_Selected excerpt_:
=-=-=-=-=
Not much going on today with my own donor egg cycle. I started injections of 10 units of Lupron yesterday and this I can tell you: Lupron = instant menopause. I'm sweating like a pig and my face looks like I've had three glasses of wine before breakfast, and I nearly cried at a red light this morning on the way to work.
Over the weekend I happened on a couple of news stories that made me think about an important question for donor egg mothers, and for egg donors: Whose baby is it, anyway?
In a recent California case, the court has said that a lesbian egg donor who donated the eggs used to impregnate her partner has no parental rights to the resulting twin girls, whom she helped to raise for five years until the couple split up. The case is to be appealed to the California Supreme Court. (For more on this case, see this article and this one.)
The ruling was made in part because the woman signed a standard egg donor agreement at the couple's fertility clinic. Although both state laws and the text of clinic donor agreements vary, all stipulate that the egg donor relinquishes parental rights to any children born of her donation. Under the Uniform Parentage Act, maternity and parental rights can be established by genetic testing, completed adoption, or by giving birth to the child. Approximately 19 states have adopted a version of the Uniform Parentage Act. In one infamous surrogacy case, Buzzanca v. Buzzanca, the court initially ruled that a child born of an embryo donation via surrogacy had no parents. In a later ruling, the court determined that "parental relationships may be established when intended parents initiate and consent to medical procedures, even when there is no genetic relationship between them and the child." The court quoted a legal commentator on the subject, saying that the intended parents are the "first cause, prime movers, of the procreative relationship."
=-=-=-=-=
Data excerpts:
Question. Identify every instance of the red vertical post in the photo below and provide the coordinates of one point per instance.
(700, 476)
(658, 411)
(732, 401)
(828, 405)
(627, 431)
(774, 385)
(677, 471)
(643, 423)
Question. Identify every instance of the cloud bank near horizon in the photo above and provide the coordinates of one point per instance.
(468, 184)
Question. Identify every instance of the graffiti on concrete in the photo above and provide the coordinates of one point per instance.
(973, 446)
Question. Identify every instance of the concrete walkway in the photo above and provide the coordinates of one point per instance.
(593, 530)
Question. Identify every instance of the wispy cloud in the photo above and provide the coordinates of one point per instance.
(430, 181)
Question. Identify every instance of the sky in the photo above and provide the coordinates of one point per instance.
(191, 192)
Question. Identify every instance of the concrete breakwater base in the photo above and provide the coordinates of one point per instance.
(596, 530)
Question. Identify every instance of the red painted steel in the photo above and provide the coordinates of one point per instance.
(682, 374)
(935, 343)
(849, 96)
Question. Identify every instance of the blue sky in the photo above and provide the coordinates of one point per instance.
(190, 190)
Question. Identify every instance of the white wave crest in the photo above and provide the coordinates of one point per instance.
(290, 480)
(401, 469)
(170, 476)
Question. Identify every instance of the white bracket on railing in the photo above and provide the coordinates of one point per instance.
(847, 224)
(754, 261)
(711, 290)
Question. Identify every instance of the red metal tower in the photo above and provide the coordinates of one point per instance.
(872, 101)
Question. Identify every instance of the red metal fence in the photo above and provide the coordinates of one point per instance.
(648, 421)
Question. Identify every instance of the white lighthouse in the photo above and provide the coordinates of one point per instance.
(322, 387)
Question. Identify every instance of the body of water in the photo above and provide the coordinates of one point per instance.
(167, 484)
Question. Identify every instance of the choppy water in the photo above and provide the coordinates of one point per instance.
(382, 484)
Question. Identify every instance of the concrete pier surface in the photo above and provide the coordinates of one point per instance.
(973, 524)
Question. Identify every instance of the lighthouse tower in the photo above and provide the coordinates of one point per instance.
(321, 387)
=-=-=-=-=
Extend the blog post on donor egg parentage with the next few paragraphs, picking up after its last sentence. None of the data lines is needed.

In a disturbing opposite view, however, a Pennsylvania court ruled that a sperm donor must pay support or twin boys born of his donation. This case was a "he said, she said" situation in which the man alleged there was a verbal contract stipulating he would not be obligated to children born of his donation, while the twins' mother now says there was no such agreement. She filed for child support five years after the twins were born in August 1994.
Once I chewed all that up and digested it, I felt a lot better as a future donor egg mother. I am indeed a "first cause"; a "primary mover" -- I will be my child's mother not only by giving birth, but because I want to be. Sadly, not every child's mother can say that, no matter the method of conception.
I do feel very sad for the lesbian mother who has been torn away from her children, but she was not the "usual" egg donor, who has no desire to have a child that particular month and to whom an egg is just an egg. And I feel sympathetic toward the man forced to pay child support for children that he did not plan to raise as his own.
The takeaway for all of us? Read the fine print. In neither of these cases was there a legal contract that correctly laid out the wishes of those involved. I think tonight's bedside reading might include the recipient contract I signed, and (if I can get it) a blank copy of the donor agreement that Our Donor signed. Because the truth is...at this point, I'll sign anything to be a mother. But I'd still better know what it says.